Ulangi kata demi kata seluruh bagian berita tentang aksi Greenpeace, mulai dari "27 September 2018" terus sampai "ANTARA FOTO/Dhemas Reviyanto/foc.".

• [KUTIPAN TEKS]
########################################
Disesalkan, aksi Greenpeace duduki tangki sawit

27 September 2018 22:18 WIB
Disesalkan, aksi Greenpeace duduki tangki sawit
Personel grup band Boomerang beraksi di atas tangki timbun minyak sawit milik PT Multi Nabati Sulawesi (PT MNS) saat aksi yang diprakarsai oleh Greenpeace di Bitung, Sulawesi Utara, Selasa (25/9/2018). Dua puluh tiga aktivis Greenpeace dari sejumlah negara bersama empat personel grup band Boomerang melakukan aksi damai dengan menduduki kapal penyuplai minyak sawit dan tangki timbun milik PT Multi Nabati Sulawesi (PT MNS), salah satu fasilitas kilang minyak sawit milik Wilmar yang mereka duga menghancurkan hutan hujan di Kalimantan dan Papua. ANTARA FOTO/Dhemas Reviyanto/foc.
########################################
• [Cuplikan dataset anotasi lokasi]
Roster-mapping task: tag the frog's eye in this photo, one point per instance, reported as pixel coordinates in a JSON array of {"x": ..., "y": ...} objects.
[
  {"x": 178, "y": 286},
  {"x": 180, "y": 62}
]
########################################
• [JAWABAN LATIHAN]
27 September 2018 22:18 WIB
Disesalkan, aksi Greenpeace duduki tangki sawit
Personel grup band Boomerang beraksi di atas tangki timbun minyak sawit milik PT Multi Nabati Sulawesi (PT MNS) saat aksi yang diprakarsai oleh Greenpeace di Bitung, Sulawesi Utara, Selasa (25/9/2018). Dua puluh tiga aktivis Greenpeace dari sejumlah negara bersama empat personel grup band Boomerang melakukan aksi damai dengan menduduki kapal penyuplai minyak sawit dan tangki timbun milik PT Multi Nabati Sulawesi (PT MNS), salah satu fasilitas kilang minyak sawit milik Wilmar yang mereka duga menghancurkan hutan hujan di Kalimantan dan Papua. ANTARA FOTO/Dhemas Reviyanto/foc.